**** Text ****

Issues caused by the latest KernelCare update and what we will do to ensure it never happens again

UPDATE: Mar 30 - 10am pacific timezone. 24h feed was updated with the same issue due to technician incorrectly removing "at" job. This has been fixed shortly, but some systems have been affected.

We want to apologize for the KernelCare incident that affected some of our customers yesterday. Unfortunately, the bug in POSIX ACL patch for CVE-2016-7097 wasn't caught by our test system.

We have spent all of last night fixing the issue and re-releasing the patches to address the local privilege escalation vulnerability CVE-2017-2647.

To avoid these incidents going forward we are implementing the following:

Currently, our test system uses a number of synthetic tests and runs it for 4 hours for each kernel. The test suite consists of LTP tests as well as our own set of tests. Clearly, there are limitations to those tests, but we are planning to add xfstests, avocado, and other synthetic test suites to our test process. We also planning to add generic workloads to our test suite.

Upon investigating the issue, what we also realized is that part of the problem could be attributed to our deployment process. We typically release all patches together for most distributions / all kernels in order to get security fixes to you ASAP, without any delay. Normally, there are no problems that arise from this process. Yet, we are only humans, and errors are possible. We find out about the errors directly from you as we don’t yet have a process to be notified if a patch has caused a crash.

As such, we are rebuilding the deployment system in this way:

  • We will modify client side script (kcarectl) to detect and notify us whether the server was patched successfully and didn’t cause a crash within 1, 2, 5, 15 and 60 minutes time interval.
  • We will be releasing separate patches on per kernel distro/kernel version basis, with a delay between each release, starting with the least popular kernels first.

Our deployment system will automatically check whether there were any problems with the deployment, and in those rare cases, it will stop the deployment of new patches immediately and roll back the one that was already deployed.

The goal is to be able to stop the deployment process as soon as possible, often after the first crash, so that the newly released patch would never crash more than one or two servers out of all of the servers that run KernelCare across all of our customers.

This trickle down patch roll-out process with automated safety checks might take up to 12 hours to get to all the 100,000+ servers running KernelCare, but we believe it is the right decision as it will ensure that no customer will ever have widespread issues from released patches ever again and that multiple customers affected would be thing of the past.

**** Exercise data ****

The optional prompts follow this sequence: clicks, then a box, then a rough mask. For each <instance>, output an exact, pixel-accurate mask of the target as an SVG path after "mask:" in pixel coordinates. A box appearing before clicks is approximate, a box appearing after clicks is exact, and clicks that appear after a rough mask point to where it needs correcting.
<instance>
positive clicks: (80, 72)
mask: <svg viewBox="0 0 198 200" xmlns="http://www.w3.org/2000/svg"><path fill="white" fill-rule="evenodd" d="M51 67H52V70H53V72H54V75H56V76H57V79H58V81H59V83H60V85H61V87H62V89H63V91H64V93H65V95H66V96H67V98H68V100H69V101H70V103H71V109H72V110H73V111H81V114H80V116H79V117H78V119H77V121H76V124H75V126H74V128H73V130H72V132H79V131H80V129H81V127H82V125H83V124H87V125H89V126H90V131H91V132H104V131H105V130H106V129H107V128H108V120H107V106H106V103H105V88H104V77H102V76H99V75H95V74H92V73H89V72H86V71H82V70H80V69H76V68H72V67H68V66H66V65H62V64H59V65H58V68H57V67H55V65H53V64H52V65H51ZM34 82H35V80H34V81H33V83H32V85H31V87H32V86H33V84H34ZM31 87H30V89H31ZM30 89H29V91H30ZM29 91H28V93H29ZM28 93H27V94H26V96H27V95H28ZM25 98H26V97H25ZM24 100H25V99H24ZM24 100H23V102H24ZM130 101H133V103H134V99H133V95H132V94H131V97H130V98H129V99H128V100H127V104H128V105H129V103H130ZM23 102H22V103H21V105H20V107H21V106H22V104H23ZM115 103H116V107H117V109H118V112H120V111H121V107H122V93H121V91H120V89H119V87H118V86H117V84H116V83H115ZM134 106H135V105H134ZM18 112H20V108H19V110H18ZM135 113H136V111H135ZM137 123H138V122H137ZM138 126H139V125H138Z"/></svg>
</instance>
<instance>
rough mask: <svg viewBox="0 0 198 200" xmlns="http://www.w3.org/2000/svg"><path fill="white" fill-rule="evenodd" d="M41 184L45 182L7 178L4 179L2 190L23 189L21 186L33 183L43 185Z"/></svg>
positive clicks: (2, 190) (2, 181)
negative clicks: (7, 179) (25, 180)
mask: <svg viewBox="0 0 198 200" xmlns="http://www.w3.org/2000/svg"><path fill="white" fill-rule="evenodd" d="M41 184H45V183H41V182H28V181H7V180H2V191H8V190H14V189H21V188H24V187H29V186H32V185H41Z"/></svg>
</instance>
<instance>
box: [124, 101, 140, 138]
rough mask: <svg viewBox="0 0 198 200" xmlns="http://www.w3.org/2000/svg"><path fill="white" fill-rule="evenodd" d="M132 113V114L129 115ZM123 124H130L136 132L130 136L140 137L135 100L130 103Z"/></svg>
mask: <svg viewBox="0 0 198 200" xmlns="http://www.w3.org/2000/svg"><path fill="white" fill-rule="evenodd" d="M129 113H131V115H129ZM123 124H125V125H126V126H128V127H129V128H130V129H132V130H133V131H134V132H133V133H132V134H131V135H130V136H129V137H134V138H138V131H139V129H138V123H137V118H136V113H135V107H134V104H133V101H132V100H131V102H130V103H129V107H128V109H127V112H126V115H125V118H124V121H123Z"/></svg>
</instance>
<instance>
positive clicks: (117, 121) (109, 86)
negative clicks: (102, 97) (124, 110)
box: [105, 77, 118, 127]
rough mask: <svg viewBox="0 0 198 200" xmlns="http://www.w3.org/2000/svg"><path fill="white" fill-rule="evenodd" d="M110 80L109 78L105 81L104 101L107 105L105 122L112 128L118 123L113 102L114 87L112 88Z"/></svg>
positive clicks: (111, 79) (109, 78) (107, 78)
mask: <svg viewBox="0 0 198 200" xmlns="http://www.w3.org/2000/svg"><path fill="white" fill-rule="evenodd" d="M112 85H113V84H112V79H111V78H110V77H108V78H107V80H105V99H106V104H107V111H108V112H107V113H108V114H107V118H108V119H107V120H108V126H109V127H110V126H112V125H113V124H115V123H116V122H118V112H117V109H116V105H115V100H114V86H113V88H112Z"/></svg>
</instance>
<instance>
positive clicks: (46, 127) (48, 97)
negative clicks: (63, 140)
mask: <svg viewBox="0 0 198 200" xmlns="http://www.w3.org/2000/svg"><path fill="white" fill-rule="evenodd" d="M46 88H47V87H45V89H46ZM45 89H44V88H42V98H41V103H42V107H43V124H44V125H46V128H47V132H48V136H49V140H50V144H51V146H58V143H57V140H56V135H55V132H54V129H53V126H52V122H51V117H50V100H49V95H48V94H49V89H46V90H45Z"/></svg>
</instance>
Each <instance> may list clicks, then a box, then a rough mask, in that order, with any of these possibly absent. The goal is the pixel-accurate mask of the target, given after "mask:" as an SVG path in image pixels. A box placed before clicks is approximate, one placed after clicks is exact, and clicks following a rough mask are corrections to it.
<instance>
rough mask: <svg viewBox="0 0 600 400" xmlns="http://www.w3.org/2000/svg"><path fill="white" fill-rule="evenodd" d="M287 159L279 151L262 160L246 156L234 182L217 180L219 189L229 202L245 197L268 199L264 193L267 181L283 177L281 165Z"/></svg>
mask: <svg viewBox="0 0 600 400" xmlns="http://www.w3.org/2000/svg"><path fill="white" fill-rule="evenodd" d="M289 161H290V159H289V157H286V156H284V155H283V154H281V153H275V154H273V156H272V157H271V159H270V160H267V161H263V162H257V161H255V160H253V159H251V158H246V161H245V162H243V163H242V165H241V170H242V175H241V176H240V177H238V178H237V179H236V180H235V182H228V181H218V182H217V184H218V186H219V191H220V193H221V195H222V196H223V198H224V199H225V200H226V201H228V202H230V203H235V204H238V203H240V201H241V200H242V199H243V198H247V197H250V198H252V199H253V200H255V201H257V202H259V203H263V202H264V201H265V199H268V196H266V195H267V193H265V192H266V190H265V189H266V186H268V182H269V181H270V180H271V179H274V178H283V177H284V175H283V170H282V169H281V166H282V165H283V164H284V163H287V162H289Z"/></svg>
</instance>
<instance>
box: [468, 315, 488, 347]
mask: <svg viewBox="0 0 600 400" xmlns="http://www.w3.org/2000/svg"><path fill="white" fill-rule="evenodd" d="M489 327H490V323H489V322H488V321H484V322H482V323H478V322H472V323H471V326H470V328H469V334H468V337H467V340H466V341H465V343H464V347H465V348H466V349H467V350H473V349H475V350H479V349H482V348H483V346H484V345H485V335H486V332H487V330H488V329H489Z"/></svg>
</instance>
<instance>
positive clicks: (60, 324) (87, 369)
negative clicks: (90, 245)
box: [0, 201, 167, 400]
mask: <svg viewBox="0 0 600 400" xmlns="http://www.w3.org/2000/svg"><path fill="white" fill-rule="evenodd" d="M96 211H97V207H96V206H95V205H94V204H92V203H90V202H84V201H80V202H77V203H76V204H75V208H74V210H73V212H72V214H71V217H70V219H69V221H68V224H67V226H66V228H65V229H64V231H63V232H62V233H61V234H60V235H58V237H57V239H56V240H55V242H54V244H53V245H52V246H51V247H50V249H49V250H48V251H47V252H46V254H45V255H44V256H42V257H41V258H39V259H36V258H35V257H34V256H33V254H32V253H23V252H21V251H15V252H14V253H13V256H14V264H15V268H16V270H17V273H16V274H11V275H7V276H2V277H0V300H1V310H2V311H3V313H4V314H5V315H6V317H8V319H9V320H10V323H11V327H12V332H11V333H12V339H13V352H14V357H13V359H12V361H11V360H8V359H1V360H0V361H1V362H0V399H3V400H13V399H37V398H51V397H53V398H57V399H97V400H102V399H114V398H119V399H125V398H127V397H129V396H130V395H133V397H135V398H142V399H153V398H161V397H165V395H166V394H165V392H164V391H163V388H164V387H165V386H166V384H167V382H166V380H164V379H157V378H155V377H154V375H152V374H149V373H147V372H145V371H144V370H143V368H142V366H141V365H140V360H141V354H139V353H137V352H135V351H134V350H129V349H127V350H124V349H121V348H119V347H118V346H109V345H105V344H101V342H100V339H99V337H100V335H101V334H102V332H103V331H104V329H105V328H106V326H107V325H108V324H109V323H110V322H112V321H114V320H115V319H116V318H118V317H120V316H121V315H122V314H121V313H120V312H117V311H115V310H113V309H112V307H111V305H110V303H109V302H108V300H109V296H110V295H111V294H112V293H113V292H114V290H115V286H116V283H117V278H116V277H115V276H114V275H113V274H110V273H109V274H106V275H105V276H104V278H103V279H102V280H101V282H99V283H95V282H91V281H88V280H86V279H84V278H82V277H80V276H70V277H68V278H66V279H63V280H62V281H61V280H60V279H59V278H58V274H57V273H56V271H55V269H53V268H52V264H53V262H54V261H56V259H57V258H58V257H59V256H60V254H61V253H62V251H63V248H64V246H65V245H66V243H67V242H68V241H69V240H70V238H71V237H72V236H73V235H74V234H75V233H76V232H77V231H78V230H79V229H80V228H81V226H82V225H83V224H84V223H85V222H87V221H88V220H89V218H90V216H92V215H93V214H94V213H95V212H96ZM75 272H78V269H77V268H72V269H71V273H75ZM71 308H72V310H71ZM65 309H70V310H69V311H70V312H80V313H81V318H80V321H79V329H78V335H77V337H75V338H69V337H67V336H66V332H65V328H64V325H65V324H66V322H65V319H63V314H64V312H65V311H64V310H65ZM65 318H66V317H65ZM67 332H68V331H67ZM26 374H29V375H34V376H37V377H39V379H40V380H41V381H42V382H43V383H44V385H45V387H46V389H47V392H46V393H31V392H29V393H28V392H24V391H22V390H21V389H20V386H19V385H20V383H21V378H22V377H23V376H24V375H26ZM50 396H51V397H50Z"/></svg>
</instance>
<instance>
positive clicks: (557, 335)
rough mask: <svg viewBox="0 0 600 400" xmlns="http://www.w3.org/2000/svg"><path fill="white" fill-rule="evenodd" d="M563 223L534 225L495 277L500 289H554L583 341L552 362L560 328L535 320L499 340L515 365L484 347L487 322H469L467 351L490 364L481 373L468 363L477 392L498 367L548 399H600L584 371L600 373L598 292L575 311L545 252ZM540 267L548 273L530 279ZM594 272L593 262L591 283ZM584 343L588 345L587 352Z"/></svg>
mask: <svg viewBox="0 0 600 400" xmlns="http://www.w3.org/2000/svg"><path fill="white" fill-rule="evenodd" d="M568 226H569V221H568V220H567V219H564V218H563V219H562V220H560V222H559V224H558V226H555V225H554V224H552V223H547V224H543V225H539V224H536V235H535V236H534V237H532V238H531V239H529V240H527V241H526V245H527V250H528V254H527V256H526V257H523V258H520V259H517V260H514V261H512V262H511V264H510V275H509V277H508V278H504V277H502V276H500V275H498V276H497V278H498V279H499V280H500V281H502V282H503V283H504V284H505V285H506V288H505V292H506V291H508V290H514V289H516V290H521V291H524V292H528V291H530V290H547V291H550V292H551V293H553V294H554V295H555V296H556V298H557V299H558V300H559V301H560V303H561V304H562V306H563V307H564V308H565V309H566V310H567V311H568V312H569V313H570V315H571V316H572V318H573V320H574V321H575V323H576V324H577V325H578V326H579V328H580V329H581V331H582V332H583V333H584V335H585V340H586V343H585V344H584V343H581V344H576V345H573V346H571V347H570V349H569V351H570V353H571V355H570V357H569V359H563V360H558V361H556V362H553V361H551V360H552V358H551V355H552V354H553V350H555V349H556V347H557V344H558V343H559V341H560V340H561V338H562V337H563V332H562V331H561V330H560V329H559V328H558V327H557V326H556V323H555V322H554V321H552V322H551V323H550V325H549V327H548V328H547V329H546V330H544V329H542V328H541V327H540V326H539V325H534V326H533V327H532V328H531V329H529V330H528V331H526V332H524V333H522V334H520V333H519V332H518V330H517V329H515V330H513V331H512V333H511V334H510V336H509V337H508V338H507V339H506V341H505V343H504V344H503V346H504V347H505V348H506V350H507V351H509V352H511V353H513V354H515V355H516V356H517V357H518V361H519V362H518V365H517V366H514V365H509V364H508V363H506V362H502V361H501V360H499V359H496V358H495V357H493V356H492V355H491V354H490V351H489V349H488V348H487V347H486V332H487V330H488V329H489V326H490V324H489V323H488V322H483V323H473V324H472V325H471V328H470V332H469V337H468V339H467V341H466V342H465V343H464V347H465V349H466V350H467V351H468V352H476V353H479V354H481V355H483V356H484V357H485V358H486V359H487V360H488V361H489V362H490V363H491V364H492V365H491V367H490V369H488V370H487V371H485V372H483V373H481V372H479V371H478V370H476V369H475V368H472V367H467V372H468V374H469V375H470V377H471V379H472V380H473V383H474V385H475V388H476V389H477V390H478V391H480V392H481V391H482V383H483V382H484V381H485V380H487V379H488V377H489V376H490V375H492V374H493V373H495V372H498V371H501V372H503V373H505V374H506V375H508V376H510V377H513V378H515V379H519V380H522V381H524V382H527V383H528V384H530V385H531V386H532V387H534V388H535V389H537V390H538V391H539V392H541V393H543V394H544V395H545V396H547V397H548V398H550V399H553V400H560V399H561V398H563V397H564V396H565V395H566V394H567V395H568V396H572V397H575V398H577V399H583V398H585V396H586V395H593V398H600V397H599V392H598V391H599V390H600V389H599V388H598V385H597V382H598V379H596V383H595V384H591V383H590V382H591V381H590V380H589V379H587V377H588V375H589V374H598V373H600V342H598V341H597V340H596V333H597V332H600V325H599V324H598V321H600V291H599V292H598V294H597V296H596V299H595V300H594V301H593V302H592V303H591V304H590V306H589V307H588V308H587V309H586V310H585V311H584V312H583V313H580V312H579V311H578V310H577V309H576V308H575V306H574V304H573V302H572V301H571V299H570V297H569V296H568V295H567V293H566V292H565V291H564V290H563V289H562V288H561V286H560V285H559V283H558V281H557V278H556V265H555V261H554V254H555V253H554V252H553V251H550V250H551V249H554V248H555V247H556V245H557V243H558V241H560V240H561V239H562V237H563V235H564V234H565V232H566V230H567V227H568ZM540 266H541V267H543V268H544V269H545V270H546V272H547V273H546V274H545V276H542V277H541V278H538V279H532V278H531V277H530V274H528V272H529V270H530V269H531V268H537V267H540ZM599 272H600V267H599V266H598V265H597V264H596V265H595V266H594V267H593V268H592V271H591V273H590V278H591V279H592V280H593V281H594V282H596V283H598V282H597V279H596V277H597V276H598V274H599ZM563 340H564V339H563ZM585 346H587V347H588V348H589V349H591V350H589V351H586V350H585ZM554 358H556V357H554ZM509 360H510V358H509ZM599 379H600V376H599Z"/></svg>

****

> _Problem 1_
From the KernelCare text, reproduce the passage starting with "Our deployment system" and going on through "was already deployed.".
> _Problem 2_
Translate this sentence from the KernelCare text into Spanish: "We have spent all of last night fixing the issue and re-releasing the patches to address the local privilege escalation vulnerability CVE-2017-2647."

> _Reply 1_
Our deployment system will automatically check whether there were any problems with the deployment, and in those rare cases, it will stop the deployment of new patches immediately and roll back the one that was already deployed.

> _Reply 2_
Hemos pasado toda la noche de ayer corrigiendo el problema y volviendo a publicar los parches para abordar la vulnerabilidad de escalada local de privilegios CVE-2017-2647.